EuPathDB is jointly directed by principal investigators David S. Roos, E. Otis Kendall Professor of Biology in Penn’s School of Arts & Sciences, and Jessica C. Kissinger, director of the Institute of Bioinformatics at the University of Georgia. Christian Stoeckert of Penn’s Perelman School of Medicine is a co-investigator.
One of four Pathogen Bioinformatics Resource Centers, or BRCs, supported by the NIH, EuPathDB encompasses disease-causing eukaryotes, which are organisms that possess a membrane-bound nucleus. Other BRCs support data on viruses, bacteria and insect vectors of disease.
Plasmodium species are responsible for malaria, causing an estimated 200 million illnesses and 600,000 deaths each year. These parasites were among the first to be integrated into EuPathDB, but the database has since expanded greatly, leveraging core infrastructure supported by the NIH contract to incorporate more than 3,000 genomes from more than 300 species. Others include important threats to public water supplies, such as Cryptosporidium, Entamoeba and Giardia; Toxoplasma gondii, a parasite responsible for neurological disease in infants and immunocompromised adults; Trichomonas, a cause of vaginitis; and numerous clinically, economically and scientifically important fungal and agricultural pathogens.
Since its prototype was launched in 1999, EuPathDB has become increasingly complex and increasingly valuable as a resource for researchers around the world. In total, the database comprises about nine terabytes of data and has been cited more than 8,000 times in the scientific literature. Each month, EuPathDB receives over 6.5 million hits from 13,000 unique visitors in more than 100 countries, including areas where tropical diseases such as malaria are endemic. India is now the second largest user of the Plasmodium genome database, and more than 5 percent of users hail from Africa. The overall project employs 28 people on four continents.

→ Supplied information
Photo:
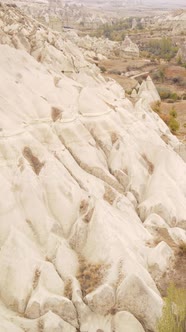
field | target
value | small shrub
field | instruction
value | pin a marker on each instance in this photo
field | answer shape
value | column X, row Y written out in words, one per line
column 173, row 112
column 90, row 276
column 165, row 118
column 156, row 107
column 174, row 311
column 173, row 125
column 103, row 69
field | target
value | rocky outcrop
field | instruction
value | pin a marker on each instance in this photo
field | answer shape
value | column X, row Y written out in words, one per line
column 129, row 49
column 81, row 169
column 181, row 55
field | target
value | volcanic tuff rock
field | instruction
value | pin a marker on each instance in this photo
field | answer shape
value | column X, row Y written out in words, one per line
column 102, row 47
column 81, row 169
column 182, row 53
column 174, row 22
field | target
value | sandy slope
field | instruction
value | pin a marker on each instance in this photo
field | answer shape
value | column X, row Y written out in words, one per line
column 87, row 181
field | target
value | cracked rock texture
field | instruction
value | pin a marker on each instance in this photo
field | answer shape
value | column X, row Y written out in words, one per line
column 87, row 183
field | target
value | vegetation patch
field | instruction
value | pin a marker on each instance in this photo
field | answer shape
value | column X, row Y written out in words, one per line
column 33, row 160
column 90, row 276
column 174, row 311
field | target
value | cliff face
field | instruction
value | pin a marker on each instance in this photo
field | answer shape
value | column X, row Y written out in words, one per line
column 87, row 182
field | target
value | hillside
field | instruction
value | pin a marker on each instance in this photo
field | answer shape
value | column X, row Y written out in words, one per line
column 93, row 192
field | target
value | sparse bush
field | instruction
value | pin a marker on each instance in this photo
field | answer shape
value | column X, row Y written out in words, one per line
column 90, row 276
column 162, row 48
column 156, row 107
column 164, row 92
column 173, row 125
column 173, row 112
column 174, row 311
column 103, row 69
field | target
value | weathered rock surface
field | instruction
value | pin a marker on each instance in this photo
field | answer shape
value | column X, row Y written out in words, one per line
column 81, row 169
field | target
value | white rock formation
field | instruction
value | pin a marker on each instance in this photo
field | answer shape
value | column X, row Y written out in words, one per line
column 81, row 168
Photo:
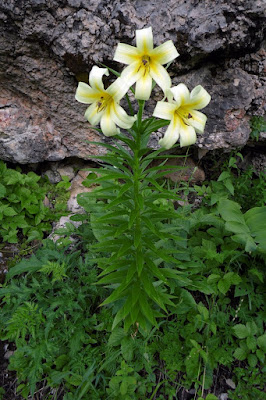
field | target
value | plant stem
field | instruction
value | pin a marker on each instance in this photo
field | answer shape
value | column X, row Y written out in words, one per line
column 137, row 195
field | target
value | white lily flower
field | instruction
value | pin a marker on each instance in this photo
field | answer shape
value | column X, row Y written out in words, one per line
column 181, row 110
column 145, row 63
column 104, row 108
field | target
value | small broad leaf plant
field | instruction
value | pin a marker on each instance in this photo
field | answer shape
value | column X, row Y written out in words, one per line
column 131, row 212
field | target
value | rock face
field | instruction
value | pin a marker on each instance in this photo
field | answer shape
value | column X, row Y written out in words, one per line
column 47, row 45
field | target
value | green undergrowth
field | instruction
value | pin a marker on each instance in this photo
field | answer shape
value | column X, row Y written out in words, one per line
column 23, row 215
column 67, row 345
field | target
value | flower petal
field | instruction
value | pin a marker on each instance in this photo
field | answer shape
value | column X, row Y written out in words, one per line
column 126, row 54
column 118, row 89
column 199, row 98
column 160, row 75
column 164, row 110
column 96, row 76
column 120, row 117
column 85, row 94
column 187, row 135
column 171, row 134
column 181, row 94
column 143, row 87
column 197, row 120
column 108, row 126
column 144, row 40
column 93, row 115
column 164, row 53
column 132, row 73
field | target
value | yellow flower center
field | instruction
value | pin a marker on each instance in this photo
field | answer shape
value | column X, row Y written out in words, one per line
column 183, row 114
column 104, row 101
column 145, row 63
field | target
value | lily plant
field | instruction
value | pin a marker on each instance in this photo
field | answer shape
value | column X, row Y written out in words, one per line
column 131, row 212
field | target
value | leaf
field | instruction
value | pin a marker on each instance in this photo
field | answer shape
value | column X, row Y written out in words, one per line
column 116, row 337
column 261, row 355
column 2, row 190
column 236, row 227
column 240, row 331
column 240, row 354
column 9, row 212
column 252, row 360
column 211, row 397
column 146, row 308
column 262, row 342
column 230, row 211
column 252, row 328
column 251, row 343
column 117, row 293
column 224, row 285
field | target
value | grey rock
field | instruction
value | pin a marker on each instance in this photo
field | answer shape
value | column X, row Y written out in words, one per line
column 47, row 45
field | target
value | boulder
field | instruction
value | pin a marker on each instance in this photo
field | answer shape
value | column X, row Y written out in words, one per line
column 47, row 46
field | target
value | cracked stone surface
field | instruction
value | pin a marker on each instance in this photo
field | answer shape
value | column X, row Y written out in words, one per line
column 46, row 46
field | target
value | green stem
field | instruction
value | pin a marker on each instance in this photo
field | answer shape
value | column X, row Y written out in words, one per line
column 137, row 172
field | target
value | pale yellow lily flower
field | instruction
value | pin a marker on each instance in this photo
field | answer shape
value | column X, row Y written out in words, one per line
column 145, row 63
column 181, row 110
column 104, row 108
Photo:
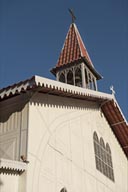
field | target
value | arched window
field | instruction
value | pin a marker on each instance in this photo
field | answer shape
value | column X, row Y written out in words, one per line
column 78, row 77
column 109, row 162
column 103, row 157
column 70, row 78
column 62, row 78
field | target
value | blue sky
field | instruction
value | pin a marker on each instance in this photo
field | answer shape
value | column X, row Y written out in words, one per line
column 32, row 33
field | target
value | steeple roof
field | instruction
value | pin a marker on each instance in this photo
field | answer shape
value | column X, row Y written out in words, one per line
column 73, row 48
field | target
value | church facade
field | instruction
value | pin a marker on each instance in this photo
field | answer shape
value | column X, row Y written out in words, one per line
column 63, row 135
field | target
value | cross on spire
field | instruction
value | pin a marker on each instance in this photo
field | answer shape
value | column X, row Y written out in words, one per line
column 72, row 15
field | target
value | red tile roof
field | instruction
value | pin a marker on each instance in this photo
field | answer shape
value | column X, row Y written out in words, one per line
column 73, row 48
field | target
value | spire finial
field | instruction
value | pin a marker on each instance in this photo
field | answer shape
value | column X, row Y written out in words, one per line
column 112, row 89
column 72, row 15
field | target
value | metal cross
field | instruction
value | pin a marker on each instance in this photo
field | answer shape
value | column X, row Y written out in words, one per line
column 112, row 89
column 72, row 15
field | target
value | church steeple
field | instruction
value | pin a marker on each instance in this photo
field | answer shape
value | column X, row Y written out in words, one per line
column 74, row 65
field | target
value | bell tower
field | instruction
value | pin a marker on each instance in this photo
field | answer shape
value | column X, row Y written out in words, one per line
column 74, row 65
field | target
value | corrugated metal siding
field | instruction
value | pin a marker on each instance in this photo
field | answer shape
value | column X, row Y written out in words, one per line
column 13, row 129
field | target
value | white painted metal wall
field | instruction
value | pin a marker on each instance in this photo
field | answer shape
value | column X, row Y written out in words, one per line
column 60, row 147
column 13, row 128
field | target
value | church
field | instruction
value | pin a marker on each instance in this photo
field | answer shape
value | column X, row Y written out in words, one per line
column 63, row 135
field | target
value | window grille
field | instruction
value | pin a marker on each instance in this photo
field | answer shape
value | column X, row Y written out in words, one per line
column 103, row 157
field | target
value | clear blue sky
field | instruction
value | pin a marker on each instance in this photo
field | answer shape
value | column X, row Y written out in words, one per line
column 32, row 33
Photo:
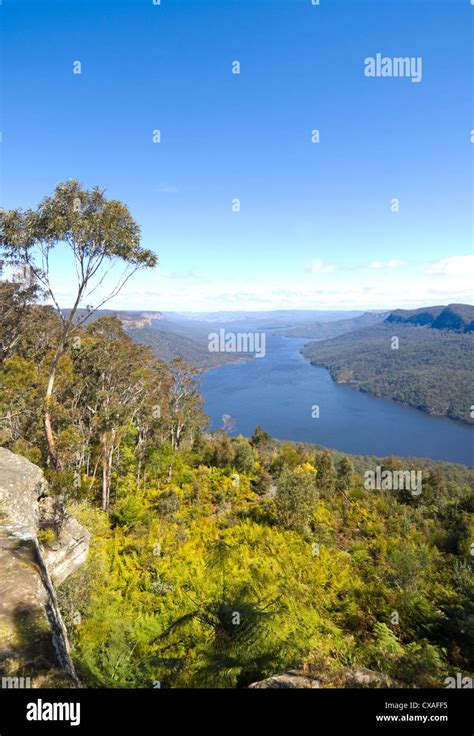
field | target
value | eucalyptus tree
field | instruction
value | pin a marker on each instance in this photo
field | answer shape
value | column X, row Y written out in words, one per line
column 94, row 234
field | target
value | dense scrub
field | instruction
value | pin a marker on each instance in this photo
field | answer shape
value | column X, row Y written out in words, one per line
column 218, row 561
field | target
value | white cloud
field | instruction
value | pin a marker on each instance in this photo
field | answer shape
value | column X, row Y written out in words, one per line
column 452, row 266
column 320, row 266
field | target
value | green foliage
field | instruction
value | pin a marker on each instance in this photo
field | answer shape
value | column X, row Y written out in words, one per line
column 218, row 561
column 295, row 497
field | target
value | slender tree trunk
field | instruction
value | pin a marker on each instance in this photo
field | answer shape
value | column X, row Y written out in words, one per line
column 47, row 409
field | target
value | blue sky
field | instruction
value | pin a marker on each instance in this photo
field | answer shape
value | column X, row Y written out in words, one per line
column 316, row 227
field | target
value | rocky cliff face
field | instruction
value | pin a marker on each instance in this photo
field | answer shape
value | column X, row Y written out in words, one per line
column 33, row 639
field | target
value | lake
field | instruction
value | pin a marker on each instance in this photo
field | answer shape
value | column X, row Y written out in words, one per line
column 280, row 390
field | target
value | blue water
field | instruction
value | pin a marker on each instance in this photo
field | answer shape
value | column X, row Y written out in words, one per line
column 279, row 390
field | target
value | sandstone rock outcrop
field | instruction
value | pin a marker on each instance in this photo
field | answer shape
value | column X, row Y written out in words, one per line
column 345, row 677
column 33, row 638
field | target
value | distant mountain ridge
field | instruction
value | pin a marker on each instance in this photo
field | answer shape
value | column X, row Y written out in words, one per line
column 327, row 330
column 454, row 317
column 430, row 369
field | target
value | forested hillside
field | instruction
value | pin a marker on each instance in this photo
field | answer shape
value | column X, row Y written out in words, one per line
column 218, row 562
column 431, row 369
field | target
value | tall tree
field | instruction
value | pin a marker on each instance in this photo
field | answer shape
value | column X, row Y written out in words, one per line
column 97, row 233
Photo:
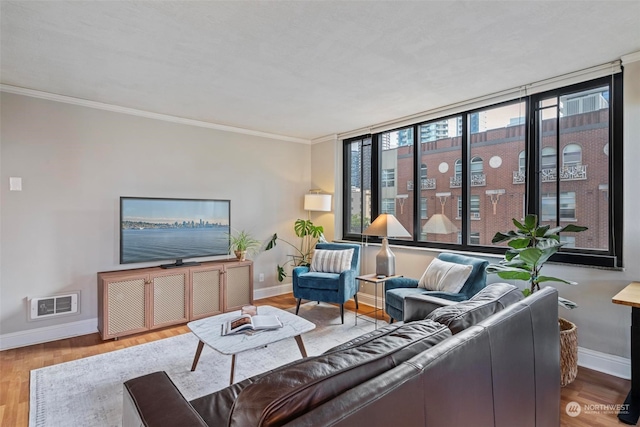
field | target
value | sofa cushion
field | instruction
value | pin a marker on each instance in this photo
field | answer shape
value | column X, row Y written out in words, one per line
column 488, row 301
column 331, row 261
column 285, row 394
column 445, row 276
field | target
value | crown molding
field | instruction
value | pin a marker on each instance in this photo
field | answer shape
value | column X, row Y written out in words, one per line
column 147, row 114
column 332, row 138
column 631, row 57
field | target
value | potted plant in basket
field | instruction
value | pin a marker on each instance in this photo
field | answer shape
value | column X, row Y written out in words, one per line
column 242, row 243
column 530, row 247
column 309, row 234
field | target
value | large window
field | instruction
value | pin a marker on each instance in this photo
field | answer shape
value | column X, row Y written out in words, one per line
column 549, row 153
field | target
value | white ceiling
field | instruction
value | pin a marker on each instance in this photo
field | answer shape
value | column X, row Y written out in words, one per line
column 303, row 69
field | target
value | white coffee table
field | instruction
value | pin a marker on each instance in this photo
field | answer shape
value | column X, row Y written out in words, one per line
column 209, row 332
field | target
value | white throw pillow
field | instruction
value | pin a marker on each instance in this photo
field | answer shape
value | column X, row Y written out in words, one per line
column 445, row 276
column 328, row 261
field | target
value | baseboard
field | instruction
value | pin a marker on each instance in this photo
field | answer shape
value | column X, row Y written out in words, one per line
column 591, row 359
column 48, row 333
column 605, row 363
column 272, row 291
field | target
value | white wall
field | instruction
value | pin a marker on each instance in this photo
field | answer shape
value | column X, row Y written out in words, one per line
column 602, row 326
column 75, row 163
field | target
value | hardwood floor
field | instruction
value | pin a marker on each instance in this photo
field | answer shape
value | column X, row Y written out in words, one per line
column 590, row 388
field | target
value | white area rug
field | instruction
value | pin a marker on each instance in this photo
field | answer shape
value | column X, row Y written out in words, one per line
column 88, row 392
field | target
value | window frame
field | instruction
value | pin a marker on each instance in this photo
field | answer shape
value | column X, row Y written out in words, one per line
column 612, row 257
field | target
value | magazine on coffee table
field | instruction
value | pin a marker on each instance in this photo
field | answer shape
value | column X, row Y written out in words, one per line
column 247, row 323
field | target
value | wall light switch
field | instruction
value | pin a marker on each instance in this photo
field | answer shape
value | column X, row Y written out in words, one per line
column 15, row 183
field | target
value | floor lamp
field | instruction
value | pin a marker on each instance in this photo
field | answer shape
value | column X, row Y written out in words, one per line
column 386, row 225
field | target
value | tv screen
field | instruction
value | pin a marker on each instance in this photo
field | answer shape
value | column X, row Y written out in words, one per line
column 153, row 229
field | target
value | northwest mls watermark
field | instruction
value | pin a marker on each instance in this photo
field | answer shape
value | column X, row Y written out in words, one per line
column 574, row 409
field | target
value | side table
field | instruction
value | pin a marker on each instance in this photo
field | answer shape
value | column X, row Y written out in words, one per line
column 372, row 278
column 630, row 296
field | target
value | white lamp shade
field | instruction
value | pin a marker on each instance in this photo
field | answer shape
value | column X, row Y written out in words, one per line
column 386, row 225
column 317, row 202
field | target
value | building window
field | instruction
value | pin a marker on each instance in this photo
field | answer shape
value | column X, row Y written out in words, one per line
column 537, row 149
column 572, row 155
column 357, row 157
column 388, row 206
column 567, row 206
column 477, row 166
column 458, row 168
column 549, row 158
column 474, row 238
column 474, row 207
column 423, row 208
column 388, row 178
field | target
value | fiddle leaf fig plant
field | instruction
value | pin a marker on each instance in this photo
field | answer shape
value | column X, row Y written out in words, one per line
column 530, row 247
column 309, row 235
column 243, row 243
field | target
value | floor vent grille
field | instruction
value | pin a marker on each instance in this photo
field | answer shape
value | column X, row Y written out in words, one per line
column 46, row 307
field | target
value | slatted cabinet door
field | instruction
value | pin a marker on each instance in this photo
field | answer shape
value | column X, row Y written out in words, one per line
column 238, row 285
column 132, row 301
column 125, row 306
column 206, row 291
column 170, row 298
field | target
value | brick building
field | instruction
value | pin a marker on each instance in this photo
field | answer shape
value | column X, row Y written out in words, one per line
column 497, row 172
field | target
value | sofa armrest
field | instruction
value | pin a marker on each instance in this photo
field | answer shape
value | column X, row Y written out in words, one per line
column 418, row 307
column 400, row 282
column 153, row 400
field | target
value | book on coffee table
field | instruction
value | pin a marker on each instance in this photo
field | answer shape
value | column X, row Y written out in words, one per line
column 248, row 323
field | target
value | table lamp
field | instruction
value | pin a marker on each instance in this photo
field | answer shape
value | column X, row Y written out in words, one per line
column 386, row 225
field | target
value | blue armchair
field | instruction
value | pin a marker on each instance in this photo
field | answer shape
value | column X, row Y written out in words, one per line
column 397, row 289
column 335, row 288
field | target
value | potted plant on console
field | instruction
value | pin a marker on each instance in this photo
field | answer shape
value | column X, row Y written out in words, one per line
column 242, row 243
column 530, row 247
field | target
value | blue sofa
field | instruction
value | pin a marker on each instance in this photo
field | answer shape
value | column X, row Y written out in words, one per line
column 397, row 289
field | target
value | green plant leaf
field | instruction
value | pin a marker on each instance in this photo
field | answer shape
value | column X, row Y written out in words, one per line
column 541, row 231
column 574, row 228
column 566, row 303
column 555, row 279
column 518, row 224
column 520, row 243
column 530, row 222
column 531, row 256
column 272, row 243
column 301, row 227
column 552, row 231
column 515, row 275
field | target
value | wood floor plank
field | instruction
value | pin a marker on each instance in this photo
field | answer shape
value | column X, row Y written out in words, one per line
column 589, row 388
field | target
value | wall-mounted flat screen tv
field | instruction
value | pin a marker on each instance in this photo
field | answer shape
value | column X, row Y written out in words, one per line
column 154, row 229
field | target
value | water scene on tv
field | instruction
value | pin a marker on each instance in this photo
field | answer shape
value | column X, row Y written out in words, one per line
column 156, row 230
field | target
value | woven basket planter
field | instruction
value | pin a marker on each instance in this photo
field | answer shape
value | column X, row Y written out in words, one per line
column 568, row 352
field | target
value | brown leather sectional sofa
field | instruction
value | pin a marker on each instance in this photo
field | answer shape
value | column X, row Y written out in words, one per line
column 502, row 371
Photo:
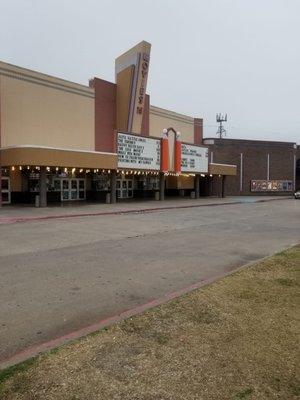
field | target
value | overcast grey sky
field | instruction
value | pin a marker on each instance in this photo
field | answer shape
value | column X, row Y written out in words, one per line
column 236, row 56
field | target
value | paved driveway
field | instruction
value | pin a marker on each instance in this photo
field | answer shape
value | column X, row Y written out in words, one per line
column 60, row 275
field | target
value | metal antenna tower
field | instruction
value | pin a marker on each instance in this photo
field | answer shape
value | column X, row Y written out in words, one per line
column 221, row 130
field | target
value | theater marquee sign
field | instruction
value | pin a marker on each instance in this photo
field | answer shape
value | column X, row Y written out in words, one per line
column 194, row 158
column 138, row 152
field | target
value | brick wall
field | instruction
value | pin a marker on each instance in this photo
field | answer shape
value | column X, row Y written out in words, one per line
column 105, row 115
column 255, row 162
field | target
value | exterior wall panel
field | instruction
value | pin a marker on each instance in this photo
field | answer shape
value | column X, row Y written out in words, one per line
column 33, row 113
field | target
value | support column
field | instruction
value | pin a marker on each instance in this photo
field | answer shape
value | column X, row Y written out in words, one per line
column 43, row 187
column 161, row 186
column 223, row 185
column 197, row 186
column 113, row 187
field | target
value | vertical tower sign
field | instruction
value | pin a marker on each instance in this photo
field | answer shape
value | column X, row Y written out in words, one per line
column 131, row 70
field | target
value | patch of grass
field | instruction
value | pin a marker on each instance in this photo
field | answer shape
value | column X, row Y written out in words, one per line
column 204, row 316
column 244, row 394
column 12, row 371
column 286, row 282
column 206, row 344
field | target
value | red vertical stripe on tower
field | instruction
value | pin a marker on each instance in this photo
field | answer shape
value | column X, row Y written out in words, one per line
column 177, row 156
column 164, row 156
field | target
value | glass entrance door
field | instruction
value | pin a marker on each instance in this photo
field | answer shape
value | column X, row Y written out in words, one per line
column 72, row 189
column 5, row 190
column 124, row 188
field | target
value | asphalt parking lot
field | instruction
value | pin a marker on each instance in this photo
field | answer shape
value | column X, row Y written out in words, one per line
column 63, row 274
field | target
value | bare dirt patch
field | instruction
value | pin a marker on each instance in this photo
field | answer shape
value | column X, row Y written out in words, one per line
column 234, row 339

→ Required work
Translate this sentence from the EuPathDB text above into Spanish: "The overall project employs 28 people on four continents."

→ Answer box
El proyecto en su conjunto emplea a 28 personas en cuatro continentes.